● WHAT THE TASK REQUIRES
Copies of all lines containing the string "query" are needed from the data below.

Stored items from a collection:
────────────────
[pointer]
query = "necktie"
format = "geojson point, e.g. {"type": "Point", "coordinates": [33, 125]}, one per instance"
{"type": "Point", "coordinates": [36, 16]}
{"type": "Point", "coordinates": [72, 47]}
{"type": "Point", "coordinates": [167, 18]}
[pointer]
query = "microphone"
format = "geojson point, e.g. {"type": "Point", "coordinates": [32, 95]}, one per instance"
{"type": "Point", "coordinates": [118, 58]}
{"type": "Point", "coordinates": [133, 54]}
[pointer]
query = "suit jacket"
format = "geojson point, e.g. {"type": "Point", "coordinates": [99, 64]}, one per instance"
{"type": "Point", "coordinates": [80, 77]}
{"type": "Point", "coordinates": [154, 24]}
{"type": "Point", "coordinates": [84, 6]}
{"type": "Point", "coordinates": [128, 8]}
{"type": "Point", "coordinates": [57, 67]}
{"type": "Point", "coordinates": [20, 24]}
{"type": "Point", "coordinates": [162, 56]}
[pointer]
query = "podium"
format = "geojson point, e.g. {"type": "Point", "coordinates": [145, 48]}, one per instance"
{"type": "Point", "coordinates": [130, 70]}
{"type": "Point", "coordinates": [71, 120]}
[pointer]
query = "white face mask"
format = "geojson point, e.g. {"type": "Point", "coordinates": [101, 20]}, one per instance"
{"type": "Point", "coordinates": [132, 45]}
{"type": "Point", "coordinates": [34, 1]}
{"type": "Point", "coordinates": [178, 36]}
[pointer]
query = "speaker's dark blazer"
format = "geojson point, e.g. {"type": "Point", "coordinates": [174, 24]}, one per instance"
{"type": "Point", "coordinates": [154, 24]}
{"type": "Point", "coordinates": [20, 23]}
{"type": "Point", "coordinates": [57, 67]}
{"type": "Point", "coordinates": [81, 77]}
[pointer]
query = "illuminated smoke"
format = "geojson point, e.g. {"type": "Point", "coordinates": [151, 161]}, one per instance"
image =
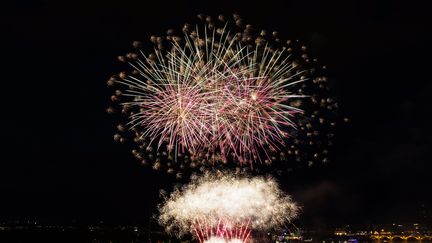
────────────────
● EXPECTED ANSWER
query = "necktie"
query = "microphone"
query = "suit jacket"
query = "podium"
query = "white face mask"
query = "speaker's dark blazer"
query = "illuminated smoke"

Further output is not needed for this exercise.